=== Passage shown ===

The only companions Zack Hess desired after his last appearance in an LSU uniform were moonlight and his mind.
The disappointment of what transpired that evening was garden-fresh as he retreated to the team hotel, the image of fireworks bursting over a joyous Florida team still crisp in his thoughts. The Gators tagged him for four runs late in LSU’s 6-1 College World Series championship loss maybe 45 minutes before, and Hess needed to process this all.
He needed to do it alone.
In the immediate aftermath of his greatest failure, Hess was a shell of his typically ebullient self. His 6-foot-6 frame slumped like discarded laundry at his locker. He pulled his hat down low over his face as he claimed sole responsibility for LSU’s loss in hushed monotone.
The little components of that night played on a loop in his thoughts as he rode in the silent bus back to the hotel. His father and brother were there waiting for him with words of encouragement if he needed it, but Hess did not seek comfort from them or anyone else.
See, it is not only the talent and temperament that made Hess such a force for LSU last season. It is also his belief in himself. In moments like these where that belief is shaken, he hunts not consolation, but answers.
Hess quickly bid his family and his hotel adieu to meet the cool, clear Omaha, Nebraska, night, with only those thoughts that would not leave his mind.
For about two hours, Hess wandered the city, recalling in masochistic detail his sudden collapse in an attempt to resolve the question: What if?
“What if I would’ve done this? What if I would’ve thrown this pitch at this point, would that have worked?” Hess recalled.
Although his body was propelled by this nervous energy, he was certain of one thing: He was exhausted.
The current running through Hess’ electric right arm had powered LSU to college baseball’s greatest stage. He was nearly untouchable while pitching in four of LSU’s first five games at the CWS, casting a menacing figure as he struck out 10 in 4⅔ innings.
Facing elimination in its seventh game there, LSU desperately went to the well again. Hess’ tank was empty. The Gators lit him up in a game LSU lost by five.

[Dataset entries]

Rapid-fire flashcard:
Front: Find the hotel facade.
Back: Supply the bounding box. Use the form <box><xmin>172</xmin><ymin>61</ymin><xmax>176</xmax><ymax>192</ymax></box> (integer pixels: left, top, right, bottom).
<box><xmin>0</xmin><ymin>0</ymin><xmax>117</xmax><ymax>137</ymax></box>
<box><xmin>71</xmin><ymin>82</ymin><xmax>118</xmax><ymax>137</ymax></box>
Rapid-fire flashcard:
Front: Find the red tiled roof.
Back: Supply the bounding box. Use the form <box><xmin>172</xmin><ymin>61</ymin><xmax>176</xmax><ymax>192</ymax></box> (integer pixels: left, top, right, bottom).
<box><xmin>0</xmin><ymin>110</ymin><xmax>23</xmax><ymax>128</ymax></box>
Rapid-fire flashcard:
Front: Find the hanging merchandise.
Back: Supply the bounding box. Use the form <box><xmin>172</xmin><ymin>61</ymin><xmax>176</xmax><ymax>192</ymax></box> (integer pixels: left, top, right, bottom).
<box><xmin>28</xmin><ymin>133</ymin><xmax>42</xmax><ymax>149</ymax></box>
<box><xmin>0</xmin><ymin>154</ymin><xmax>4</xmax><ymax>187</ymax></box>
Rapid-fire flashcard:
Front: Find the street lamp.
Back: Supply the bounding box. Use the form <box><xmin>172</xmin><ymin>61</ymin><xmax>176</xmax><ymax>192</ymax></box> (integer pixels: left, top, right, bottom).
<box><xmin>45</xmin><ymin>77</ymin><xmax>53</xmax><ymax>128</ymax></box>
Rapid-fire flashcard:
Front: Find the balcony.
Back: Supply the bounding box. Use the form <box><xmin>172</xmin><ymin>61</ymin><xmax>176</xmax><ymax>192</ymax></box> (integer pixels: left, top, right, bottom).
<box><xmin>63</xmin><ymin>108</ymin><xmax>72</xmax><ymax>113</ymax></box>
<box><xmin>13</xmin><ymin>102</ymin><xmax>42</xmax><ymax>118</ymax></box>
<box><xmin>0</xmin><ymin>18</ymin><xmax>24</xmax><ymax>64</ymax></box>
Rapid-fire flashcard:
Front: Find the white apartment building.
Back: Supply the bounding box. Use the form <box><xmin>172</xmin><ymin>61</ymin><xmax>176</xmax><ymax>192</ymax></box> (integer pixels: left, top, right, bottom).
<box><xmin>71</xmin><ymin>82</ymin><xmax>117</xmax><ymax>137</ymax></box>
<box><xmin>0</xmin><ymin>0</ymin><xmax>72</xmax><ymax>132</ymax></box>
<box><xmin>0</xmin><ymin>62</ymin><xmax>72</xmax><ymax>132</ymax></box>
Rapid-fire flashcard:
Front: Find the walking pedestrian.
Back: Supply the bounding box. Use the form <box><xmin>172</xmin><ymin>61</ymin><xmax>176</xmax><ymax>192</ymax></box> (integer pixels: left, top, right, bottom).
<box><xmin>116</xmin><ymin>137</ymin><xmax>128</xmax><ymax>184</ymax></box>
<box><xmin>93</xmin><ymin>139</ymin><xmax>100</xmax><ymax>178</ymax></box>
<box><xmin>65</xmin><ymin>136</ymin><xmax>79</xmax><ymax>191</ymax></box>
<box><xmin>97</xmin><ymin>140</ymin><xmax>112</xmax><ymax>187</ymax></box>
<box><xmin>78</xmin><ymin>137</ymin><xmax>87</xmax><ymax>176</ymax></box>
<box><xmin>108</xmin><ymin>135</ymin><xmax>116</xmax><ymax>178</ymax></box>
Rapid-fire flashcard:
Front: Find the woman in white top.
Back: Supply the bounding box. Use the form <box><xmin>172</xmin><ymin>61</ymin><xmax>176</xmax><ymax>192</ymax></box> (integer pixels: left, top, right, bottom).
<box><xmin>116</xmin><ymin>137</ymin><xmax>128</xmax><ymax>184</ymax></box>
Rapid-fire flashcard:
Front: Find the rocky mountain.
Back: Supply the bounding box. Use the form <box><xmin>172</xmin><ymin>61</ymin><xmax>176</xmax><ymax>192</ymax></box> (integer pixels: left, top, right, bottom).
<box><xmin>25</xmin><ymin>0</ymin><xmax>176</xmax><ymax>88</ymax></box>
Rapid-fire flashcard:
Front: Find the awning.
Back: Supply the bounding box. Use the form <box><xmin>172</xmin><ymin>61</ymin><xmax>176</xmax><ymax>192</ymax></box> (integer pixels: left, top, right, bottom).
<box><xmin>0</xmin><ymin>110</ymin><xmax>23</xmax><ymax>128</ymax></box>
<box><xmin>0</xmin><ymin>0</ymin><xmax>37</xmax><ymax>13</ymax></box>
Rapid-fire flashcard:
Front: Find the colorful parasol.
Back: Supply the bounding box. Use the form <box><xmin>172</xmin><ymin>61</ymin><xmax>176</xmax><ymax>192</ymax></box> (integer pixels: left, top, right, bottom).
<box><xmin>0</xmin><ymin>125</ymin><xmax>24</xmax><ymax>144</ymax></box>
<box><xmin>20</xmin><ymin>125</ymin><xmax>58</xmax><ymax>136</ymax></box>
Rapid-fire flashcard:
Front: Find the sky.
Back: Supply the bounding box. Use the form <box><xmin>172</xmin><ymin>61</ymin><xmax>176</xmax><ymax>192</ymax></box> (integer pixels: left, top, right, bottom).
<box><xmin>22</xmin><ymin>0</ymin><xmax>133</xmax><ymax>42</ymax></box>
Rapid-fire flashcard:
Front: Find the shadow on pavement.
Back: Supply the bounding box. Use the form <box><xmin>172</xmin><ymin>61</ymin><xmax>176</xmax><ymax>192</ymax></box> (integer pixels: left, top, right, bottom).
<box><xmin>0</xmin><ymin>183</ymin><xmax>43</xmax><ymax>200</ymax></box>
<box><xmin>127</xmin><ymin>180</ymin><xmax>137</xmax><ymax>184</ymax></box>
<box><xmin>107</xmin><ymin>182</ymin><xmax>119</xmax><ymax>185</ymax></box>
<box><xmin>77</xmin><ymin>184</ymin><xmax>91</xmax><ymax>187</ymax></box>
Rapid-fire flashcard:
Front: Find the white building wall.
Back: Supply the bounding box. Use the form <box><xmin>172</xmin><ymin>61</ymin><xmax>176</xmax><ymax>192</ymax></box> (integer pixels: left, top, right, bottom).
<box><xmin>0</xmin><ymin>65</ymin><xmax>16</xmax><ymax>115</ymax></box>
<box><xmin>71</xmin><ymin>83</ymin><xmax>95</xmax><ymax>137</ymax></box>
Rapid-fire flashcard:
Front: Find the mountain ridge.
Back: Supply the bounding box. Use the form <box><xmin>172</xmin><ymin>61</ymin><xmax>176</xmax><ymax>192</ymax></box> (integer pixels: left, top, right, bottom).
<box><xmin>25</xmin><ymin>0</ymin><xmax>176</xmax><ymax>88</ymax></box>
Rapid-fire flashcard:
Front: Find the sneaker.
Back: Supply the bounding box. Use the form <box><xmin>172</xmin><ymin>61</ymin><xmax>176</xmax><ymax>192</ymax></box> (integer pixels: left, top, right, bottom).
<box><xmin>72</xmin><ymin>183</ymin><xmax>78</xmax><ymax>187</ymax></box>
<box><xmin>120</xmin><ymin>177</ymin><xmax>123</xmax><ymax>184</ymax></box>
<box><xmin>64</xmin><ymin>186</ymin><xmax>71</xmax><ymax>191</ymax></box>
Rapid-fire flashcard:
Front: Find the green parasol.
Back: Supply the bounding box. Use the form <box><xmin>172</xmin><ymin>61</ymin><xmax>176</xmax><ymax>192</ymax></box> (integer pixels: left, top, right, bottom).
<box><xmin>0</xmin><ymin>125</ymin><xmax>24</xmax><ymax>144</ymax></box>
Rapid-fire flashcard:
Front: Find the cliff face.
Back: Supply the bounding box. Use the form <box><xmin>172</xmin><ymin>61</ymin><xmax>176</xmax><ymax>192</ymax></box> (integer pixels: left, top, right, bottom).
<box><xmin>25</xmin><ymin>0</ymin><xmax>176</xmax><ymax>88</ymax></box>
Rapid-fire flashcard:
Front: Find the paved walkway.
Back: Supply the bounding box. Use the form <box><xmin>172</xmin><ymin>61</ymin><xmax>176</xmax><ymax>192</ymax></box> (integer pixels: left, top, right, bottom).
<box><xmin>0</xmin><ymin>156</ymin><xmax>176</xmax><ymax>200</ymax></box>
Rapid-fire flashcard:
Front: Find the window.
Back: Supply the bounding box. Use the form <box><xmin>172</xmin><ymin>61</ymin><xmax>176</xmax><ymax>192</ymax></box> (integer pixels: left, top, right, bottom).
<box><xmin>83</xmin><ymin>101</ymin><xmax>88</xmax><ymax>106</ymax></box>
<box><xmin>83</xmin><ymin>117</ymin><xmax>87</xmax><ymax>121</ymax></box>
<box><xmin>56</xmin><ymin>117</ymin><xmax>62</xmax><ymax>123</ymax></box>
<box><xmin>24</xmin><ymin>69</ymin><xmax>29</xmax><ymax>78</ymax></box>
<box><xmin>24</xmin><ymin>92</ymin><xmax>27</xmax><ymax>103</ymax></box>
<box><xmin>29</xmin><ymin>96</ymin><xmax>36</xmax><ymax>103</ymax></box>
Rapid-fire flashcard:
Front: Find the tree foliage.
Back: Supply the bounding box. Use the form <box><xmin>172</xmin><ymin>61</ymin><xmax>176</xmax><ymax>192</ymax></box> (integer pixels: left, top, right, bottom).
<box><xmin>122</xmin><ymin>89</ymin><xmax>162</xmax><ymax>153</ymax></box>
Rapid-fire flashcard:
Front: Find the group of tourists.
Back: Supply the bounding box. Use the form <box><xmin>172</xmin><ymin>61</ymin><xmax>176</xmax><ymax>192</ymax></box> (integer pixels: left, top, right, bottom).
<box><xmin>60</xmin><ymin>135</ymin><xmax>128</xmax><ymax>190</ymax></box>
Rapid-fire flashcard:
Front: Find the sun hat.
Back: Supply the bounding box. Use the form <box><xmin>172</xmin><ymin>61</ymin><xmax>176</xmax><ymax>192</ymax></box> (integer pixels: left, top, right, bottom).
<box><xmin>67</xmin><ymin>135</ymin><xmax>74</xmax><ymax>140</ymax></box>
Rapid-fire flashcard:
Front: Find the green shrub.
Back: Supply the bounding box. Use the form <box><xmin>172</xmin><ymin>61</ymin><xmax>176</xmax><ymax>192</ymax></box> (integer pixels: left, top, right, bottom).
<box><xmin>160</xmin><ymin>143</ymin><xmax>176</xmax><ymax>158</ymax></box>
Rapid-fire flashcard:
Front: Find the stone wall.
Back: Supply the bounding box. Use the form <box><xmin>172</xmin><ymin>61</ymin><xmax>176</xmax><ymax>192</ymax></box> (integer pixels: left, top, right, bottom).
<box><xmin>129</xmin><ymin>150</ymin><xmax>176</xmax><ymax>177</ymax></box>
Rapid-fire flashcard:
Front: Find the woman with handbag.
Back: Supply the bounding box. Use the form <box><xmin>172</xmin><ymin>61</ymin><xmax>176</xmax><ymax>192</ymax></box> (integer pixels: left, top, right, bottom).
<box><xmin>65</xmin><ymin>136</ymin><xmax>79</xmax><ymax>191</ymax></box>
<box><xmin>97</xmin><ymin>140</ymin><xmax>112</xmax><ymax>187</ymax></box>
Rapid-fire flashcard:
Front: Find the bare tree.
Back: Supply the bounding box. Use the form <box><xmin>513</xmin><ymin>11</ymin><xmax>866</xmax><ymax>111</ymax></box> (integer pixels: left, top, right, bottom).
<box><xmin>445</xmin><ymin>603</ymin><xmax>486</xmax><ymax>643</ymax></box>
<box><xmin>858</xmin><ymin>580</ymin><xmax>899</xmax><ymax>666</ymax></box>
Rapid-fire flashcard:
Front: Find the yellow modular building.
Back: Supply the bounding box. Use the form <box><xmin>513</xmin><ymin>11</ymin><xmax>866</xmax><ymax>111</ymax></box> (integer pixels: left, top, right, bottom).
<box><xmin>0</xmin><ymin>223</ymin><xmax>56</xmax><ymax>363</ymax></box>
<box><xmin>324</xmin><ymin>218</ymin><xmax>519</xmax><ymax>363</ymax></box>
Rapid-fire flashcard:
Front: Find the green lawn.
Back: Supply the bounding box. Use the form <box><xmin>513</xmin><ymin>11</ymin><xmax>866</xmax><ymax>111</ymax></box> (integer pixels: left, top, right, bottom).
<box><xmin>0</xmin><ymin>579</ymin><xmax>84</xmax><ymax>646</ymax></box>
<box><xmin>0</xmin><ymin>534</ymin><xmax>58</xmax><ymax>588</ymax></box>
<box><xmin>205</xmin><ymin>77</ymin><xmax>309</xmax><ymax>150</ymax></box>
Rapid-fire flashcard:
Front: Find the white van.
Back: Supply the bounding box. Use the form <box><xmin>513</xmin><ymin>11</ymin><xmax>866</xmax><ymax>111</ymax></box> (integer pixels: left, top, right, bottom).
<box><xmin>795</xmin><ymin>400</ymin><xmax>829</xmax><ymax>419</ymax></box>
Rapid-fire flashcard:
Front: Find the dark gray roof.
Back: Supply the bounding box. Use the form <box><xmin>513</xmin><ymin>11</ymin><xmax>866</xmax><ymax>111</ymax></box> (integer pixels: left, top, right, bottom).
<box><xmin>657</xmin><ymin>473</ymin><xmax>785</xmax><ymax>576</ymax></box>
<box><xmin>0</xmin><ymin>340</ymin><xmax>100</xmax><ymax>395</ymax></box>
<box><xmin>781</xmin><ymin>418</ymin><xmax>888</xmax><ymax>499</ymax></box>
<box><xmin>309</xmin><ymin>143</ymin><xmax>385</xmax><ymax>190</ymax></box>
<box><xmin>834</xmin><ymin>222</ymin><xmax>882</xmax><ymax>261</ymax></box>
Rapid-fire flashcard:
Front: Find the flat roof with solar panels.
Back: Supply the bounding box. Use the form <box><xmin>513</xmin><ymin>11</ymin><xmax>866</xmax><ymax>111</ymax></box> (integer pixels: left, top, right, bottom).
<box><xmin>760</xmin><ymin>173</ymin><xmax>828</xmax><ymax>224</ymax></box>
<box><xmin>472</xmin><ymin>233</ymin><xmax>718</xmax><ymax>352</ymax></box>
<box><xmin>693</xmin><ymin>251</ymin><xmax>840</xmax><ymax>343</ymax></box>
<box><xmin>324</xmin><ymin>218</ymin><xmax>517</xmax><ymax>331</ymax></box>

=== Your task ===
Revise everything from "Hess quickly bid" down to "question: What if?" in the passage about Zack Hess, replacing "wandered" with "roamed". Please rely only on the passage about Zack Hess.

=== Written reply ===
Hess quickly bid his family and his hotel adieu to meet the cool, clear Omaha, Nebraska, night, with only those thoughts that would not leave his mind.
For about two hours, Hess roamed the city, recalling in masochistic detail his sudden collapse in an attempt to resolve the question: What if?